• The problem: From the forum post about a linear regression error, list every variable name that its code assigns a value to.

• Source:
────────────────────────────────────────

I have a simple CSV with two columns:
- ErrorWeek (a number for the week number in the year)
- ErrorCount (for the number of errors in a given week)
I read the CSV data into a pandas dataframe, like this:
df = pd.read_csv("Errors.csv", sep=",") df.head() shows:
ErrorWeek ErrorCount 0 1 80 1 2 118 2 3 249 3 4 397 4 5 159 So far so good.
Then, I create a test/train split, like this:
X_train, X_test, y_train, y_test = train_test_split( df['ErrorWeek'], df['ErrorCount'], random_state=0) No errors so far.
But, I then create a linear regression object and try to fit the data.
# Create linear regression object regr = linear_model.LinearRegression() # Train the model using the training sets regr.fit(X_train, y_train) Here I do get an error: "Reshape your data either using array.reshape(-1, 1)"
--
Looking at the shape of X_Test and y_Test, I get what looks like two one dimensional "arrays":
X_train shape: (36,) y_train shape: (36,) --
I have spent many hours trying to figure this out, but I'm new to Pandas, Python, and to scikit-learn.
I'm reading in two dimensional data, but Pandas isn't seeing that way.
What do I need to do, specifically?
Thanks,

────────────────────────────────────────

• Stored data:
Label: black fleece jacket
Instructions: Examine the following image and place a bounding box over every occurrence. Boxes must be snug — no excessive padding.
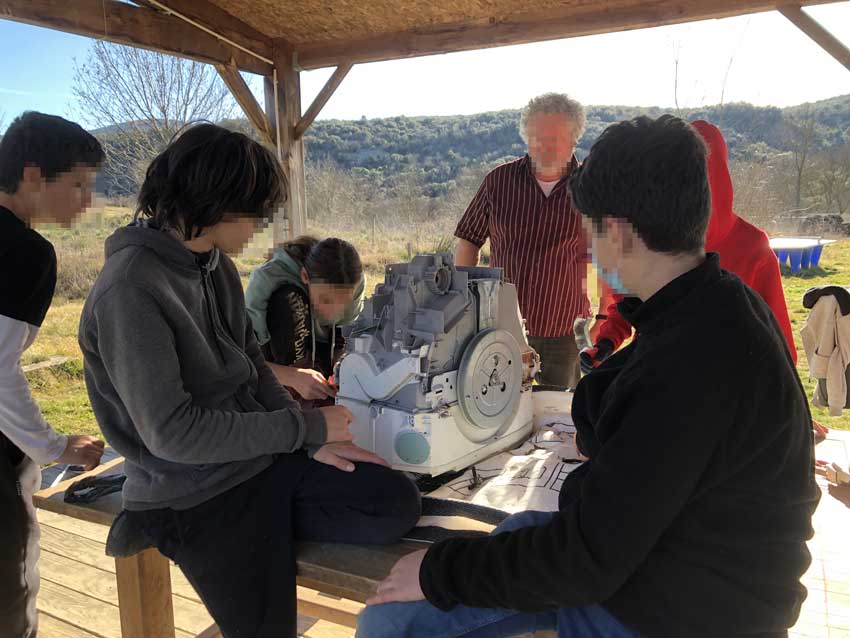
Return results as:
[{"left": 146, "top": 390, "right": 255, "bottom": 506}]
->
[{"left": 420, "top": 254, "right": 820, "bottom": 638}]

────────────────────────────────────────

• Task answer: df, X_train, X_test, y_train, y_test, regr